Selected excerpt:
CEP-0062: Observable Memory Accesses¶

Draft

Draft proposal for volatile-like observable memory accesses, primarily for MMIO and device registers. V1 ordinary loads and stores have no volatile or atomic behavior.

Summary¶

Catalyst should eventually decide how source code can request observable memory accesses: loads and stores that the compiler must preserve because the addressed storage may have externally visible side effects.

This proposal is about volatile-like access for memory-mapped I/O, device registers, and similar externally observed storage. It is not about inter-thread synchronization, atomic read-modify-write operations, or general memory-ordering rules.

V1 has no volatile pointer type, volatile load/store operation, memory fence, or atomic operation. Ordinary *T, *const T, and []T access does not imply that a load or store must be preserved when the value is otherwise unused.

Motivation¶

Low-level systems code sometimes reads or writes memory locations that are not ordinary program storage. A device status register may change between reads. Writing a control register may trigger hardware behavior even when no ordinary program value observes the write. If the compiler treats those accesses like ordinary memory, it may remove, merge, duplicate, or reorder them in ways that are valid for normal storage but invalid for MMIO.

Catalyst should have a deliberate design for these accesses before it promises aggressive optimization, embedded targets, kernel work, or broader C/LLVM backend behavior. The design should keep the sharpness visible: volatile-like access is a memory-effect tool, not a concurrency tool and not a general escape hatch from optimization.

Proposed Direction¶

The future design should define one coherent observable-access model.

Questions to settle:

whether the spelling is pointer-qualified, operation-qualified, region-qualified, or API-based;
whether observable access can apply to fields, array elements, slices, opaque pointers, or only explicitly typed pointers;
whether observable reads and writes preserve source order only relative to other observable accesses or also relative to selected ordinary accesses;
whether volatile-like access affects only load/store elimination and reordering, or also duplication and width-changing transformations;
how observable access lowers through the C backend, future LLVM backend, and interpreter backend;
how target facts represent MMIO-capable address spaces, if Catalyst eventually needs address-space distinctions;
how diagnostics distinguish observable memory access from atomics, locks, fences, and ordinary synchronization;
how reflection, IR, and tooling display observable-access facts.

Given entries:
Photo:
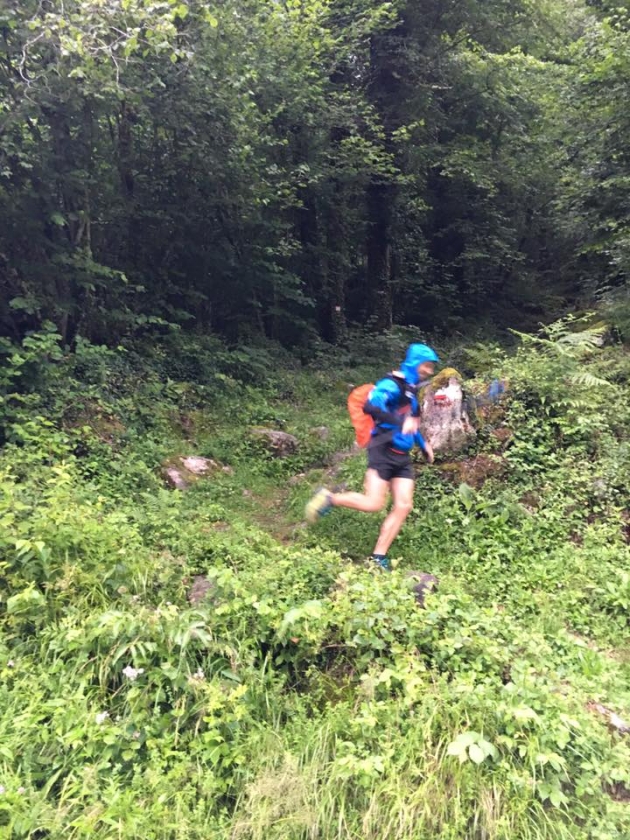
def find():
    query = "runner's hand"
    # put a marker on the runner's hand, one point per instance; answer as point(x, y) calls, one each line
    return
point(410, 425)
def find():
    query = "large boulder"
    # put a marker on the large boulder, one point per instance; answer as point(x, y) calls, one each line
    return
point(445, 422)
point(183, 470)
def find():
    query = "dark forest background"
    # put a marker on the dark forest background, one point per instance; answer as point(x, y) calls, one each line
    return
point(293, 169)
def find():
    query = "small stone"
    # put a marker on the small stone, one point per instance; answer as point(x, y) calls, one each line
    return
point(422, 584)
point(296, 479)
point(200, 589)
point(198, 465)
point(175, 478)
point(280, 444)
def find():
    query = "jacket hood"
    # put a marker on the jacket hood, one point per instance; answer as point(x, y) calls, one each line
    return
point(416, 355)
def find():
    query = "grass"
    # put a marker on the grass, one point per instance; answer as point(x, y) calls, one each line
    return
point(308, 697)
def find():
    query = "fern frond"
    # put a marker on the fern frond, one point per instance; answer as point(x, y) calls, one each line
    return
point(588, 380)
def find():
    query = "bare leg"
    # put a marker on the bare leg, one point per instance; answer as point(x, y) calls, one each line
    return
point(402, 492)
point(371, 500)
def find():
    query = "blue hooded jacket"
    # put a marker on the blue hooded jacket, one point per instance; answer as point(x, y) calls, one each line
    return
point(388, 404)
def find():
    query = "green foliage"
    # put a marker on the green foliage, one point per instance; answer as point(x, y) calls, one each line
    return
point(305, 694)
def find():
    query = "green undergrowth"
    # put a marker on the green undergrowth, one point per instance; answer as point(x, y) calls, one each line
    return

Your goal:
Please answer these from the CEP-0062 draft:
(a) Which three topics does the draft say the proposal is not about?
(b) What four things might a compiler do to accesses it treats like ordinary memory?
(c) Through which three backends does the draft ask how observable access lowers?

Your solution:
(a) Inter-thread synchronization, atomic read-modify-write operations, and general memory-ordering rules.
(b) Remove, merge, duplicate, or reorder them.
(c) The C backend, the future LLVM backend, and the interpreter backend.